| Consegna |
Nel testo fornito qui sotto, sul sindacato di legittimità sulla motivazione, individua tutte le forme in cui si esaurisce l'anomalia motivazionale denunciabile in cassazione.

| Testo fornito |
※
3 Col terzo motivo il ricorrente deduce, ai sensi dell’art. 360 c.p.c., n. 3, le stesse violazioni di legge ribadendo le medesime considerazioni.
Queste due censure (praticamente identiche) vanno esaminate congiuntamente e disattese per infondatezza.
Le sezioni unite di questa Corte hanno chiarito che la riformulazione dell’art. 360 c.p.c., comma 1, n. 5, disposta dal D.L. 22 giugno 2012, n. 83, art. 54 conv. in L. 7 agosto 2012, n. 134, deve essere interpretata, alla luce dei canoni ermeneutici dettati dall’art. 12 preleggi, come riduzione al “minimo costituzionale” del sindacato di legittimità sulla motivazione. Pertanto, è denunciabile in cassazione solo l’anomalia motivazionale che si tramuta in violazione di legge costituzionalmente rilevante, in quanto attinente all’esistenza della motivazione in sè, purchè il vizio risulti dal testo della sentenza impugnata, a prescindere dal confronto con le risultanze processuali. Tale anomalia si esaurisce nella “mancanza assoluta di motivi sotto l’aspetto materiale e grafico”, nella “motivazione apparente”, nel “contrasto irriducibile tra affermazioni inconciliabili” e nella “motivazione perplessa ed obiettivamente incomprensibile”, esclusa qualunque rilevanza del semplice difetto di “sufficienza” della motivazione (v. Sez. U, Sentenza n. 8053 del 07/04/2014 Rv. 629830, ripresa da tante altre, tra cui ez. 6 – 3, Ordinanza n. 21257 del 08/10/2014 Rv. 632914; Sez. 3 -, Sentenza n. 23940 del 12/10/2017 Rv. 645828).
※
| Annotazioni di riquadri su immagini |
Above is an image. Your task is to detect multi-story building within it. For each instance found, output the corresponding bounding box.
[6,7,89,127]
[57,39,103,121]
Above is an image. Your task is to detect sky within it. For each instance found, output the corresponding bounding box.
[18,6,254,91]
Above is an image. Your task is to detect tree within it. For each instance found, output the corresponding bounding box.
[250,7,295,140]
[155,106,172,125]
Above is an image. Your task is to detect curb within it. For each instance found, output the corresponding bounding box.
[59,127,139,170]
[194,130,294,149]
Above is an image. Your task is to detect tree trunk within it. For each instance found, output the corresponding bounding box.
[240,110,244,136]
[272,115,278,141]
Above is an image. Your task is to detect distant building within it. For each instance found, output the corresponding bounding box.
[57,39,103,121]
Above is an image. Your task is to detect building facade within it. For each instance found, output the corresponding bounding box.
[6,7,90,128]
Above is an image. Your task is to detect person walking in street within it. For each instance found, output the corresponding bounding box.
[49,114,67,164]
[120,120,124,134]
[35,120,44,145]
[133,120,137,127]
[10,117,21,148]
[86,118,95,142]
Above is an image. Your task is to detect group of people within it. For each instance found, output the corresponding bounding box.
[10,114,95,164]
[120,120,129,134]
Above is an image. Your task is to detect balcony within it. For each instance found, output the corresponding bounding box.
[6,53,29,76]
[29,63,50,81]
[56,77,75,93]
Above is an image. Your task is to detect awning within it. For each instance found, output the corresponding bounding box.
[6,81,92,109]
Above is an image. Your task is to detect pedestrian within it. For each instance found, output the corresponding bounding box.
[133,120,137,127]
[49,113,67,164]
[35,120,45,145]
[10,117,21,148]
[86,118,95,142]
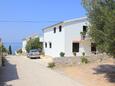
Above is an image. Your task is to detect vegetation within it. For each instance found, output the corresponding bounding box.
[26,37,42,52]
[48,62,55,68]
[81,52,89,64]
[8,45,12,55]
[73,52,76,56]
[0,44,8,53]
[60,52,65,57]
[83,0,115,58]
[80,32,86,36]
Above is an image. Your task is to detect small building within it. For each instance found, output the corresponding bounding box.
[22,34,43,53]
[43,17,96,57]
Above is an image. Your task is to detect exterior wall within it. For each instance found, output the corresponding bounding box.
[44,25,65,57]
[64,20,91,56]
[22,40,27,53]
[0,56,2,67]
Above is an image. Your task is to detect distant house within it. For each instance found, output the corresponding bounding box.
[22,34,43,53]
[43,17,96,57]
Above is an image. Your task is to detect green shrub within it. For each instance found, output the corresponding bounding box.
[60,52,65,57]
[73,52,76,56]
[17,49,22,53]
[48,62,55,68]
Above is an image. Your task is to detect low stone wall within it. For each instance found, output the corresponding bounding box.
[53,54,109,65]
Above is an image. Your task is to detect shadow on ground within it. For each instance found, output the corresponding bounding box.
[0,60,19,86]
[94,64,115,83]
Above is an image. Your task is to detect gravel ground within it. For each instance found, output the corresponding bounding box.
[0,56,82,86]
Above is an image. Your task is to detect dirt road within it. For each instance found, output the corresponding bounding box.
[0,56,82,86]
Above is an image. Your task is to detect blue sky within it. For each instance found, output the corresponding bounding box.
[0,0,86,42]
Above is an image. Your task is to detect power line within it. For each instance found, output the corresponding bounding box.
[0,20,60,23]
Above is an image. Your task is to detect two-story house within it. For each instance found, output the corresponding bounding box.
[43,17,96,57]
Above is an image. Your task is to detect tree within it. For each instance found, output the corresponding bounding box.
[26,37,42,52]
[83,0,115,57]
[9,45,12,55]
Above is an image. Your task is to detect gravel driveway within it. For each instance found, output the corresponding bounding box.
[0,56,82,86]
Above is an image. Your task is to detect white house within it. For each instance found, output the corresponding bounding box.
※
| Risposta |
- mancanza assoluta di motivi sotto l'aspetto materiale e grafico
- motivazione apparente
- contrasto irriducibile tra affermazioni inconciliabili
- motivazione perplessa ed obiettivamente incomprensibile